• **Travail demandé**
Citez mot pour mot, dans le texte sur les classes populaires, le passage qui va de « Des sociologues échangent » jusqu’à « de l’hôpital public. ».

• **Extrait proposé**
⟨

Des sociologues échangent autour de leurs recherches sur les classes populaires et le monde du travail. Christelle Avril observe les assistantes maternelles et les femmes de ménages. Nicolas Jounin insiste sur la question centrale : qui travaille pour qui ? Ce qui permet d’analyser les diverses stratifications sociales. Cédric Lomba, militant dans une organisation marxiste, se penche sur les transformations du travail des ouvriers sidérurgistes. Ces salariés partagent les mêmes conditions de pénibilité. Mais ils se distinguent du point de vue des mobilités internes, des rapports à l’entreprise et à la conflictualité. Olivier Masclet se penche sur la classe ouvrière issue de l’immigration, dans le sillage des recherches de Gérard Noiriel. Il estime que la sociologie des classes populaires demeure foisonnante. Fanny Vincent observe la gestion managériale de l’hôpital public.
L’approche des historiens permet d’analyser la construction sociale et culturelle de la classe ouvrière. Ils insistent sur les diverses formes de résistances et sortent du regard misérabiliste. « La politisation “ordinaire”, notamment la critique ou la défense des principes de hiérarchisation du monde social, s’appuie pour partie sur l’expérience professionnelle », observe Cédric Lomba.

⟩

• **Données fournies**
⟨

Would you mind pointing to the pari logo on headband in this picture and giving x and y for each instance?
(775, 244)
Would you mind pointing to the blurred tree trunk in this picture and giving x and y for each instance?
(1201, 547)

⟩

• **Solution proposée**
Des sociologues échangent autour de leurs recherches sur les classes populaires et le monde du travail. Christelle Avril observe les assistantes maternelles et les femmes de ménages. Nicolas Jounin insiste sur la question centrale : qui travaille pour qui ? Ce qui permet d’analyser les diverses stratifications sociales. Cédric Lomba, militant dans une organisation marxiste, se penche sur les transformations du travail des ouvriers sidérurgistes. Ces salariés partagent les mêmes conditions de pénibilité. Mais ils se distinguent du point de vue des mobilités internes, des rapports à l’entreprise et à la conflictualité. Olivier Masclet se penche sur la classe ouvrière issue de l’immigration, dans le sillage des recherches de Gérard Noiriel. Il estime que la sociologie des classes populaires demeure foisonnante. Fanny Vincent observe la gestion managériale de l’hôpital public.